─── Document segment ───

Dealing with a narcissist boss

By Lian Chu Source:Global Times Published: 2016/8/16 14:18:39

Illustration: Luo Xuan/GT



"If you say it out loud, it's real," my friend Liu posted this message on social media the other day. "I am not OK. In my imagination, I kill my boss a thousand times a day."

So we asked what happened. Liu said working for an extreme narcissist has become increasingly tiresome and stressful. She feels angry, frustrated, sad and filled with self-doubt on a daily basis.

"Why do we have this kind of people in our lives?" she asked.

Sweetie, the sad fact is it is not possible to avoid narcissists in our lives. According to a recent New York Times (NYT) article, the number of such people is estimated at 0.5 percent of the whole population. And men are more likely to be narcissist than women. 

Psychologists say almost all of us are narcissists to some extent. Some are just mirror-gazers and braggarts; some like turning every topic of conversation back to themselves; and some extremists think they are smarter, brighter and better than everyone. One typical narcissist trait is inability to treat others with dignity and respect. In sum, they are extremely difficult to work and live with.

So, what is wrong with them? Joseph Burgo, a clinical psychologist and author of the book The Narcissist You Know, told the NYT that the causes of extreme narcissism are not precisely known. It is believed that it is related to negative childhood experiences.

Dr Burgo also pointed out that extreme narcissists are more likely to work in the field of politics, sports and entertainment where they have opportunity to demonstrate to the world that they are winners and others are losers.

At first, my friend Liu tried to change her narcissist boss by giving him professional suggestions on the project. Soon she realized that it is useless because he is so self-centered that he would not listen to her.

"Waiting for a narcissist to change is like waiting for a ship at an airport," she concluded.

The NYT article found that in companies where there are unbearable narcissist leaders, employee turnover is high, and in marriage, the divorce rate is high.

But for some reason, Liu decided to stay and find her own "survival" guide.

If you google advices on how to deal with narcissists, experts would suggest not to challenge or confront them. They even suggest to "butter him/her up" with compliments.

But Liu said the idea of complimenting the person who treats her as an inferior makes her sick. She chooses not to say anything to avoid conflicts. And if she has to say something, she keeps it short: "yes" or "ok."

She also seeks psychological support on how to deal with such toxic personality. One of the advices her psychologist gave her was not to take it personally.

"When he starts to emotionally abuse me, I keep reminding myself 'it's not about me.' That really calms me down before I explode like a bomb in his office," she said.

But "if there is one good thing about having a narcissist around, it makes me want to become a better and nicer person," she added. 

This article was published on the Global Times Metropolitan section Two Cents page, a space for reader submissions, including opinion, humor and satire. The ideas expressed are those of the author alone, and do not represent the position of the Global Times.

───

What you need to do ::
[A] Please reproduce the article on dealing with a narcissist boss from "She also seeks" to "take it personally.", inclusive.
[B] In the article on dealing with a narcissist boss, what was one piece of advice Liu's psychologist gave her?

─── Given entries ───

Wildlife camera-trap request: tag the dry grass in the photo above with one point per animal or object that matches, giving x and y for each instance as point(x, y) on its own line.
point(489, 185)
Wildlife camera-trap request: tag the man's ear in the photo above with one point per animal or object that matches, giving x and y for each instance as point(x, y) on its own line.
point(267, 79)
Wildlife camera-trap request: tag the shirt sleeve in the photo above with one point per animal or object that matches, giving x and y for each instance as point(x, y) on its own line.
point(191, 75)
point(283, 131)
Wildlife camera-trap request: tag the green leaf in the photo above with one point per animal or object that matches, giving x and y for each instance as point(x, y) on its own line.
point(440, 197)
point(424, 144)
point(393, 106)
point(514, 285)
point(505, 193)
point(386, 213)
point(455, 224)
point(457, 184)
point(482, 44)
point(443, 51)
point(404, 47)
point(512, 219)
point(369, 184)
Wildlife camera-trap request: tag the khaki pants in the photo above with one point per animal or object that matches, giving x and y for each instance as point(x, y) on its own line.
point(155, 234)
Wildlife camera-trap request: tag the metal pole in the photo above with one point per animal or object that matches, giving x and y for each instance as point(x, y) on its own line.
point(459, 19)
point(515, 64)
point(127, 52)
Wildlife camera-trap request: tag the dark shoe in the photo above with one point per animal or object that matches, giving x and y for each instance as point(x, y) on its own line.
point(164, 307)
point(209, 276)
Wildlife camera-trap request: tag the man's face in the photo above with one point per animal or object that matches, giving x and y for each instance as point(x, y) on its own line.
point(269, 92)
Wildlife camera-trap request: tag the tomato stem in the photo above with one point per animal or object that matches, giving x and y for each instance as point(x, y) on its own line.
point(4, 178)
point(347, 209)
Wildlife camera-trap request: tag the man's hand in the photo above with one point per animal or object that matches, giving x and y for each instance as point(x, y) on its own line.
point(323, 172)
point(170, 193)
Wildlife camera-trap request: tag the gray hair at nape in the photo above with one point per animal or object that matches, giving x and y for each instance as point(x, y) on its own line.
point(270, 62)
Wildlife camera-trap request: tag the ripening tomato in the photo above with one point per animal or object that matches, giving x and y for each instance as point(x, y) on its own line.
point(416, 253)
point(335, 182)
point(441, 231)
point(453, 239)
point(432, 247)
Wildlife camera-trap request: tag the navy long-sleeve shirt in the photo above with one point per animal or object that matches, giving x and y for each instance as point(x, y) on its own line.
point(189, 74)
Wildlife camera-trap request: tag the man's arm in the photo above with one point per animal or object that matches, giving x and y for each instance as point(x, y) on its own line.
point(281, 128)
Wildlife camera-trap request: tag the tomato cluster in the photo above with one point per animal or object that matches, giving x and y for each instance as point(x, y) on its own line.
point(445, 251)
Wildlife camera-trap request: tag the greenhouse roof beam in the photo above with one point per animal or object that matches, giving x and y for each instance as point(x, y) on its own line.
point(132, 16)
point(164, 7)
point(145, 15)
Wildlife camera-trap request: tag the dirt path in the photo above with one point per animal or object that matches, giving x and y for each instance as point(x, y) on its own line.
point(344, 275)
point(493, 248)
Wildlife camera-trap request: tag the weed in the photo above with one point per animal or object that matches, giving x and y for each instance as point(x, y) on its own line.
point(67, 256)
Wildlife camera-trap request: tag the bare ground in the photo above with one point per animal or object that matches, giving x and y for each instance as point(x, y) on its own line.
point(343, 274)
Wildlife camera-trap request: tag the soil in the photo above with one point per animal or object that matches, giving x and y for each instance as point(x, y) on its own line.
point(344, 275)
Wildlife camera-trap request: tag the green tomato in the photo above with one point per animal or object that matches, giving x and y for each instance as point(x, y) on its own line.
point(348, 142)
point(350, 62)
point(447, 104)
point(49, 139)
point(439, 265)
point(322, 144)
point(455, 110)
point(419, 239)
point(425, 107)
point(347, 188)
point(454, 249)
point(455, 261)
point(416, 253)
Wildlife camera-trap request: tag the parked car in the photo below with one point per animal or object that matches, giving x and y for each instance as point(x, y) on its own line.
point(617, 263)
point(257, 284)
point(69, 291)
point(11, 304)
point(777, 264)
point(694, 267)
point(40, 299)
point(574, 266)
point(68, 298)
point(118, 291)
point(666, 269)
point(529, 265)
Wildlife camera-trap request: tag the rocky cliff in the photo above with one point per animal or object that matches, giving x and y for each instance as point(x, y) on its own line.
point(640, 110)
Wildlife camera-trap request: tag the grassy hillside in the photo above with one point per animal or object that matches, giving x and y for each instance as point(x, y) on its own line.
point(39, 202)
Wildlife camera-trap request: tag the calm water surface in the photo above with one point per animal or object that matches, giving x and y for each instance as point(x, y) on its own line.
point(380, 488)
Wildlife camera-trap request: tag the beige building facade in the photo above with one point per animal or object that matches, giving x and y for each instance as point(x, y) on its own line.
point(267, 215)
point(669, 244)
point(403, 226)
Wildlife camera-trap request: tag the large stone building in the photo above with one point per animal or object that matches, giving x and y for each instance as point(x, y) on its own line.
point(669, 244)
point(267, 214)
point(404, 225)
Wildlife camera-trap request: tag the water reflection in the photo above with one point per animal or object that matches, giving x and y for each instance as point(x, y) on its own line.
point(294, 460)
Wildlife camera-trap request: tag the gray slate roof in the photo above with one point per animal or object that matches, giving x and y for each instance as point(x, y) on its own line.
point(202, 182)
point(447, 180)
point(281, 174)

───

Answers per task ::
[A]
She also seeks psychological support on how to deal with such toxic personality. One of the advices her psychologist gave her was not to take it personally.

[B] Not to take it personally.